### Extrait choisi:
+ + + + + + +
Quand le parlement enquête, “La commission n’a pas de pouvoir”

Quand le parlement enquête, “La commission n’a pas de pouvoir”

Cameroun : Quand le parlement enquête, “La commission n’a pas de pouvoir”Assemblée nationale. Les députés camerounais n'ont été autorisés à investiguer que deux fois dans le cadre de commissions constituées à cet effet.

Six députés réunis au sein d'un réseau parlementaire et accompagnés de membres de la société civile ont entrepris une enquête sur l'empiétement des espaces forestiers protégés par des exploitants miniers chinois, il y a deux semaines dans la région du Sud. La présence  du député Martin Oyono et de ses six collègues au sein de ce comité a suffi pour que cette mission soit considérée par certains comme une « commission d’enquête parlementaire ». Il n’en est rien.

La Constitution du Cameroun a donné à l'Assemblée nationale un pouvoir redoutable que celle-ci utilise rarement. La loi fondamentale prévoit en son article 35(1) : « Le parlement contrôle l'action gouvernementale par voie des questions orales ou écrites et par la constitution des commissions d'enquêtes sur des objets déterminés. »

En 1993 l’Assemblée nationale, pour la première fois, a créé une commission d'enquête parlementaire. C'était pour voir plus clair sur la banqueroute de la Cellulose du Cameroun (Cellucam). Une affaire scabreuse où, en 1976, les autorités camerounaises ont décidé d'investir 1200 milliards de FCfa pour produire de la pâte à papier. La commission d'enquête mise sur pied par l’Assemblée était présidée par Hilarion Etong, l'actuel 1er vice-président de la chambre.
+ + + + + + +
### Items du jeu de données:
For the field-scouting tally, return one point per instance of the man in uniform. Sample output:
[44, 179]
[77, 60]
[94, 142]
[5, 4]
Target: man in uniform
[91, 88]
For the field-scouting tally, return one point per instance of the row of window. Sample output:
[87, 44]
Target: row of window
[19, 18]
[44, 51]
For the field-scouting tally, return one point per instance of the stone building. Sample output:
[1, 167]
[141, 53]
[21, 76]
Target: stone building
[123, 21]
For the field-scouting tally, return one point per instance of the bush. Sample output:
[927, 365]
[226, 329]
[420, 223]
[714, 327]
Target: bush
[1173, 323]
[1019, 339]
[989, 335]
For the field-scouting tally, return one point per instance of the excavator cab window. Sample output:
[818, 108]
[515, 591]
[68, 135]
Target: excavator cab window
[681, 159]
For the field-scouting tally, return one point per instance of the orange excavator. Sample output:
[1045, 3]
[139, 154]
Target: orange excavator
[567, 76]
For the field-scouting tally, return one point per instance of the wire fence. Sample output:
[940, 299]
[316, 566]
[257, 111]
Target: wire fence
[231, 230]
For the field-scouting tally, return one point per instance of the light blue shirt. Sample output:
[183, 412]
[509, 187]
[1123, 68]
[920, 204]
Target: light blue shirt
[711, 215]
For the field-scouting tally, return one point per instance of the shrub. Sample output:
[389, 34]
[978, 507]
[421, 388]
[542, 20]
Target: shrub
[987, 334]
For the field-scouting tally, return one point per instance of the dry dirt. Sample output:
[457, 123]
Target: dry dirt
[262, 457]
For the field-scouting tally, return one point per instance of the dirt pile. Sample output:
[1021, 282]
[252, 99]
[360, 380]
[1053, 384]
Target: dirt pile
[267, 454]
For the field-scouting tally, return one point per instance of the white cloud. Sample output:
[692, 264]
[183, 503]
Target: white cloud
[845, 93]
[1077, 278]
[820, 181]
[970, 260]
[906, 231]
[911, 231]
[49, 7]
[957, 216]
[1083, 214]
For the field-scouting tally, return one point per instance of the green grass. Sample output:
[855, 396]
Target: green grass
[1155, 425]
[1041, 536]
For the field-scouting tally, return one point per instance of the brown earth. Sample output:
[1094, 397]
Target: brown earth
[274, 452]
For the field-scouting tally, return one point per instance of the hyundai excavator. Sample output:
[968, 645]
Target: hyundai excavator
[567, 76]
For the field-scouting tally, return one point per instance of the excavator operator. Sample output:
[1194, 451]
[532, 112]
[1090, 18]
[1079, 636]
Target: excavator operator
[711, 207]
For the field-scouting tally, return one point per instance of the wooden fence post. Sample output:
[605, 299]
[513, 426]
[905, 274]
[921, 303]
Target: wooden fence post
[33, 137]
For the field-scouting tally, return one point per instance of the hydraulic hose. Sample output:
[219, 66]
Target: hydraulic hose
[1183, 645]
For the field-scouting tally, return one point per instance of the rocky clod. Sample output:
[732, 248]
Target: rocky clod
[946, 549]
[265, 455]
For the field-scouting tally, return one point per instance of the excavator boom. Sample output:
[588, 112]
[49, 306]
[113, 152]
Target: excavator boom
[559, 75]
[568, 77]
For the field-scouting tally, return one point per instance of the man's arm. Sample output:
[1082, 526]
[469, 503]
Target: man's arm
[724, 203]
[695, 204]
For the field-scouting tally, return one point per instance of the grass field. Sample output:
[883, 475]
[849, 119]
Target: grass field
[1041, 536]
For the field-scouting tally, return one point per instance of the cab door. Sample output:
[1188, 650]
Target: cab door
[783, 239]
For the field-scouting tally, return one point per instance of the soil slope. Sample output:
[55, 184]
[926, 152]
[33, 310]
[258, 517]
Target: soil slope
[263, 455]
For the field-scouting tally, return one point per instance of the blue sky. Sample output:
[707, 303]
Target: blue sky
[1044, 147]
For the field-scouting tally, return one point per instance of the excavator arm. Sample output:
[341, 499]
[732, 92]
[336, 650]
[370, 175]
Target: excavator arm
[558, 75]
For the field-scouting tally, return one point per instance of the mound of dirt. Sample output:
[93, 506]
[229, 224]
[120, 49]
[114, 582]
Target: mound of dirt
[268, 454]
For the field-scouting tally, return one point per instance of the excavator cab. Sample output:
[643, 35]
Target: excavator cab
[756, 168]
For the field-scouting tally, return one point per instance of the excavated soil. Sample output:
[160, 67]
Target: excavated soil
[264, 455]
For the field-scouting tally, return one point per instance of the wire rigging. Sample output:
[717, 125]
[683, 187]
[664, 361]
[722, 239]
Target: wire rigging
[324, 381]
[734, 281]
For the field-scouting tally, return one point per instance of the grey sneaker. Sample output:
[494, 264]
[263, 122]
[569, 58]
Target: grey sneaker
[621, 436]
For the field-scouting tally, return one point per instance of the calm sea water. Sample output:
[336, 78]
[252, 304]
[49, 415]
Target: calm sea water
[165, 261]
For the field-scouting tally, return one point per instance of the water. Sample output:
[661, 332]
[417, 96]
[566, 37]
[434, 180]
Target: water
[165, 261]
+ + + + + + +
### Consignes:
1 > Recopiez l'extrait sur les commissions d'enquête parlementaire au Cameroun, en partant de « Cameroun : Quand » et en allant jusqu'à « à cet effet. », et renommez « députés camerounais » en « parlementaires camerounais ».
2 > D'après l'extrait sur les commissions d'enquête parlementaire au Cameroun, qui présidait la commission créée en 1993 au sujet de la Cellucam ?
3 > Poursuivez l'article sur les commissions d'enquête parlementaire au Cameroun à partir de sa dernière phrase.

### Réponses:
1 >
Cameroun : Quand le parlement enquête, “La commission n’a pas de pouvoir”Assemblée nationale. Les parlementaires camerounais n'ont été autorisés à investiguer que deux fois dans le cadre de commissions constituées à cet effet.

2 > Hilarion Etong, l'actuel 1er vice-président de la chambre.

3 >
Détournements

De source bien informée, pour cette première fois, l'Assemblée avait mis à la disposition de ses enquêteurs triés sur le volet parmi les plus calés en droit, des moyens considérables. Leurs frais de missions étaient payés par la chambre, même quand ils devaient se rendre pour les besoins de leur travail à l'étranger. Ils ne se sont du reste pas privés de cette éventualité en allant enquêter jusqu'en Asie, chez les partenaires indonésiens du Cameroun dans cette affaire. Au pays, les personnes entendues par la commission déposaient sous serment. Beaucoup étaient des personnalités de haut niveau.

Beaucoup étaient impliqués dans la distraction de fonds de la Cellucam, affirment nos sources. L'une d'entre elles, impliquée pour le détournement de plusieurs milliards, jouissait d'une immunité eu égard à ses fonctions. Les membres de la commission, une fois leur enquête achevée, avant le terme des quatre mois impartis par le statut, ont déposé leur rapport au bureau de l'Assemblée. Alors que le document était en cours d'enregistrement au secrétariat général, un mystérieux incendie s'est déclaré et a consumé toute la paperasse, dont le Rapport.

Mais, prévoyants, les commissionnaires n'avaient pas envoyé l'original du document, qu'ils ont servi par la suite. Les conclusions auxquelles ils sont parvenus étaient accablantes. L'Assemblée n'a jamais porté l'affaire devant la justice. Certaines personnalités mises en cause par l'enquête sont encore en fonction. Les autres se sont ruées aux élections législatives de 1997 et se sont fait élire députés, avec l’immunité que cela suppose.

Il a fallu attendre Six ans après cette première expérience, en 1999, pour que l'Assemblée nationale commette à nouveau des députés pour éclaircir une situation. C'était au ministère des Postes et Télécommunications (Minpostel). L'opinion publique était alertée par la presse de ce que là-bas, les marchés publics étaient attribués en toute illégalité.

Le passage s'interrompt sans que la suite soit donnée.